Splitting a Table Full of Strings into Columns
Published: Mar 28, 2024
This was a fun afternoon I spent getting this working nicely. I don’t know if there are better ways of doing this, but if there are then the internet isn’t the place to look because if you type in string split you’ll get a whole bunch of pages about splitting a string… but just an individual string.

What I wanted was to be able to take a table full of delimited strings and make them into columns so that I could insert them into a table. So here’s what happened…

Firstly, it’ll be good to follow along with this one so if you have AdventureWorks (and SQL 2019, otherwise swap out the CONCAT_WS for something that works in your version) then you can create a set of delimited data as follows:

select top 1000 concat_ws('|', salesOrderID, SalesOrderNumber, AccountNumber, CustomerID, SalesPersonID, TotalDue)
from
AdventureWorks2012.Sales.SalesOrderHeader
where
SalesPersonID is not null
go



Now what we’re going to do is pretend that this output is data we have received in a txt file from a client (because that’s what happened in my case).

Now, here’s where a huge caveat comes in… I COULD use SSIS to import this mystery txt file into SQL Server BUT this wasn’t the only file. Files came in by the dozen, all with differing numbers of columns etc. Therefore, I COULD have used SSIS, but the overhead in making a package which catered for every eventuality (and of which more variations could arise in future), was too onerous.

So I thought I’d give SQL Server a shot at it.

Let’s drop and re-create a table to store our new data:

drop table if exists importSales
go

create table
importSales
(
    
salesRowID int identity(1, 1),
    
salesRaw varchar(1000)
)

go


Now we can get going.

Firstly, we know that to split a string we can now (in SQL Server 2016+) use string_split.

select value
from
string_split('43659|SO43659|10-4020-000676|29825|279|23153.23', '|')



This works great for a single string, but what about a whole table of strings?

select *
from
importSales i
cross apply string_split(salesRaw, '|') s



Not a problem.

So what we can do now is add a partitioned row_number to the equation in order to effectively create a ColumnID on our data:

select row_number() over(partition by salesRowID order by salesRowID) columnID, i.salesRowID, i.salesRaw, s.value
from
importSales i
cross apply string_split(salesRaw, '|') s



We’ll put this into a temporary table in order to make this a little easier to work with going forwards:

drop table if exists #temp

select row_number() over(partition by salesRowID order by salesRowID) columnID, i.salesRowID, i.salesRaw, s.value
into
#temp
from
importSales i
cross apply
string_split(salesRaw, '|') s


Now we’ve got a lot of rows, but we need this in a column format in order to place it into our table.

◇ ◇ ◇ ◇ ◇ ◇ ◇

:: Required work ::
[A] From the article on splitting a table of strings into columns, list the columns passed to concat_ws in the first query that builds the delimited data.
[B] Continue the article on splitting a table of delimited strings into columns, starting after its last sentence.

Records from a dataset:

◇ ◇ ◇ ◇ ◇ ◇ ◇

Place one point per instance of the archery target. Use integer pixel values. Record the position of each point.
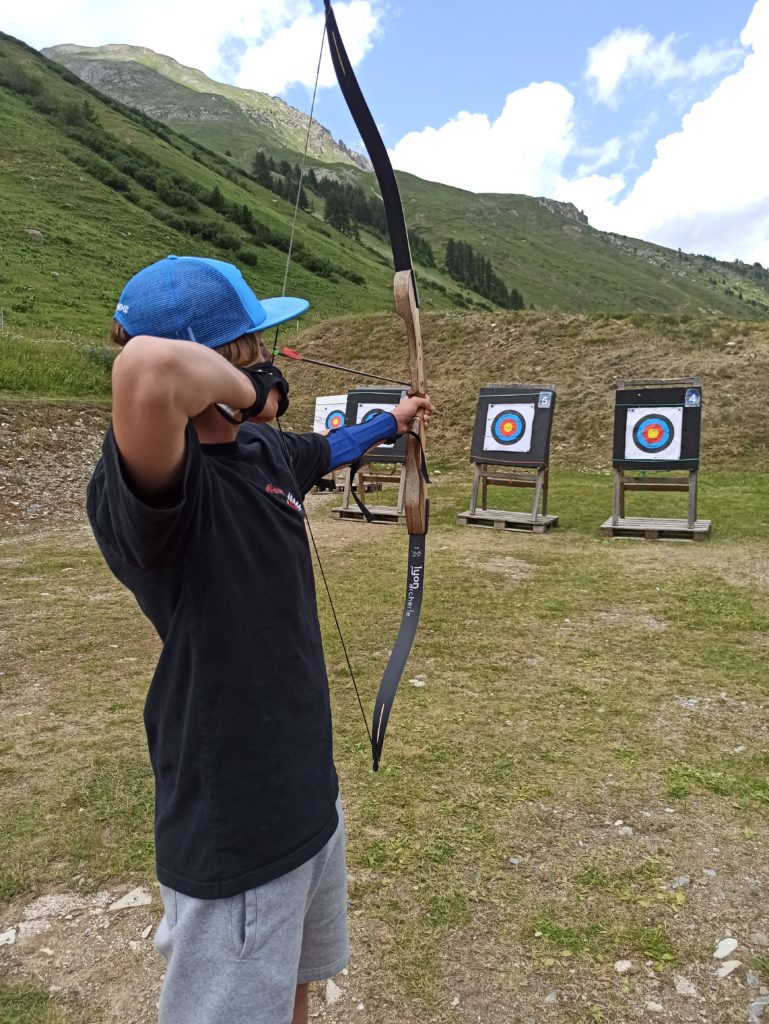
(653, 433)
(509, 427)
(330, 411)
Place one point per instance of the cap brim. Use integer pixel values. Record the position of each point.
(280, 309)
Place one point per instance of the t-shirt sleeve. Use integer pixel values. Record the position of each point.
(309, 458)
(140, 535)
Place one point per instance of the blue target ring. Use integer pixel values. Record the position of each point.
(653, 433)
(508, 427)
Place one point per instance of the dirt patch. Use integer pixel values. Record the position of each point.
(47, 455)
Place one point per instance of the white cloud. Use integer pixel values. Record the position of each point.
(266, 45)
(706, 190)
(290, 55)
(629, 54)
(708, 187)
(521, 152)
(598, 157)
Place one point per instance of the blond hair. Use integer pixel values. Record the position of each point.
(241, 352)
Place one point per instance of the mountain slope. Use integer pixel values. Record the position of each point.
(222, 117)
(90, 190)
(545, 249)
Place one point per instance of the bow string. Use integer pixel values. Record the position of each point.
(416, 502)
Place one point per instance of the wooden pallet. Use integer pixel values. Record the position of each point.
(657, 529)
(498, 519)
(380, 513)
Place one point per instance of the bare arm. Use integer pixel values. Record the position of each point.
(158, 386)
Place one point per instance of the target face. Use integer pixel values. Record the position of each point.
(329, 413)
(509, 427)
(653, 433)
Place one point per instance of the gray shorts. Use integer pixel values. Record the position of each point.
(238, 961)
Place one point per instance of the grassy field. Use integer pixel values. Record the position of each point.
(593, 710)
(575, 770)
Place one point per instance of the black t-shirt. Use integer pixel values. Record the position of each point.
(238, 715)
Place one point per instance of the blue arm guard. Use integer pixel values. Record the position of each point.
(348, 443)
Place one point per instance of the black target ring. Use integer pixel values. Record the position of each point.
(508, 427)
(653, 433)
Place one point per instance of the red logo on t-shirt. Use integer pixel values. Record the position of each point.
(290, 500)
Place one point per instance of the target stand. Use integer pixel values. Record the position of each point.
(510, 449)
(656, 429)
(371, 477)
(382, 465)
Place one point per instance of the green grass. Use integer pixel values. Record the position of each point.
(555, 670)
(24, 1003)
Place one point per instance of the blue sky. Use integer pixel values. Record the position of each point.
(646, 115)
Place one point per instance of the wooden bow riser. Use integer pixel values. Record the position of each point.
(415, 493)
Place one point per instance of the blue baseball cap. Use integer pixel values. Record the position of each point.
(199, 299)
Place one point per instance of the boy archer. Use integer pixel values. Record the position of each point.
(197, 507)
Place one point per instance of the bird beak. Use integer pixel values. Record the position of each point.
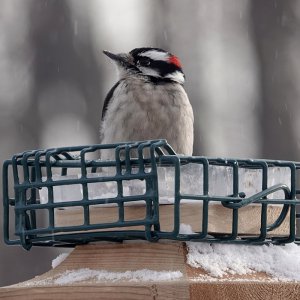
(121, 59)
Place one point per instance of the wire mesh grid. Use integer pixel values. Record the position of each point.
(102, 203)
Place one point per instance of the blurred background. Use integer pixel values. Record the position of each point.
(241, 60)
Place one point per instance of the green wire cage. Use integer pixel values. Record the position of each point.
(34, 205)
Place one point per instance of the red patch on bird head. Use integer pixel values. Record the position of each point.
(175, 61)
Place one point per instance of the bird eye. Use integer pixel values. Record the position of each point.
(144, 62)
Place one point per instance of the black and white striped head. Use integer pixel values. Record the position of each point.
(154, 63)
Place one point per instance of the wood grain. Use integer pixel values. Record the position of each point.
(171, 256)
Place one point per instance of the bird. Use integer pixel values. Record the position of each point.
(148, 102)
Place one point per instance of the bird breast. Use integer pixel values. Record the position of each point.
(141, 111)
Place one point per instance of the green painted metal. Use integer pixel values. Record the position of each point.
(28, 172)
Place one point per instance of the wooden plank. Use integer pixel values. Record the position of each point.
(143, 255)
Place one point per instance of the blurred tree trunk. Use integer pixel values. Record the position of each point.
(276, 32)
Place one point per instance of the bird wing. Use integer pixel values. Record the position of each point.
(108, 98)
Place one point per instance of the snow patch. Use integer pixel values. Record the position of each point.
(144, 275)
(280, 262)
(59, 259)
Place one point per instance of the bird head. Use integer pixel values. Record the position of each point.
(153, 63)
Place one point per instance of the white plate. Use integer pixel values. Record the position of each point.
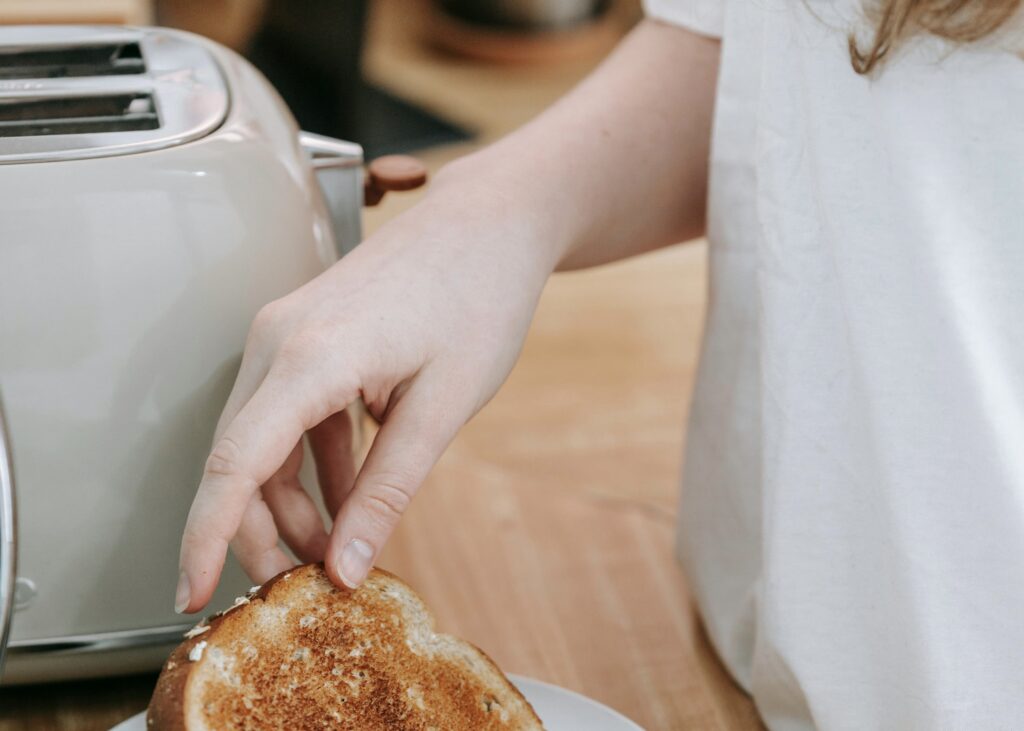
(560, 710)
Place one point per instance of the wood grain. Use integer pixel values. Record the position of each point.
(545, 533)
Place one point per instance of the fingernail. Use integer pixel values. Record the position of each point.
(183, 594)
(355, 562)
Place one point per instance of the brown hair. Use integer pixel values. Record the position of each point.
(961, 20)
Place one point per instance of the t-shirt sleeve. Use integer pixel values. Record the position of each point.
(704, 16)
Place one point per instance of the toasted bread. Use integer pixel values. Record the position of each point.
(300, 653)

◇ ◇ ◇ ◇ ◇ ◇ ◇

:: Answers in order ::
[A] salesOrderID, SalesOrderNumber, AccountNumber, CustomerID, SalesPersonID, TotalDue

[B]
Conceptually, this is quite easy:

select *
from
#temp
where
columnID = 1

select *
from
#temp
where
columnID = 2



We can now easily get each column’s data for each row. In the above we can join these two tables together on salesRowID and be done:

select t1.salesRowID, t1.salesRaw,t1.columnID, t1.value,t2.columnID, t2.value
from
#temp t1
join
#temp t2
on
t1.salesRowID = t2.salesRowID
where
t1.columnID = 1
and
t2.columnID = 2



Likewise to add in another column:

select t1.salesRowID, t1.salesRaw,t1.columnID, t1.value,t2.columnID, t2.value,t3.columnID, t3.value
from
#temp t1
join
#temp t2
on
t1.salesRowID = t2.salesRowID
join
#temp t3
on
t1.salesRowID = t3.salesRowID
where
t1.columnID = 1
and
t2.columnID = 2
and
t3.columnID = 3



Hopefully you’re seeing a pattern now?

Therefore why don’t we use some dynamic SQL in order to build that pattern out?

We need a starting point, a basis for our query to be built:

declare @select varchar(max), @tables varchar(max), @where varchar(max)

select @select = 'select t1.value'
select
@tables = 'from #temp t1'
select
@where = 'where t1.columnID = 1'


Now that we have our starting point we know, based on the columnID, how many joins we need to make… it’s the same as the number of columns we have:

declare @numJoins int = (select max(columnID) from #temp)


We’re now going to write a WHILE loop in order to build our statement to the pattern we’ve already determined. You can see that here:

declare @joinCounter int = 2-- we know how many joins we need, so go add them...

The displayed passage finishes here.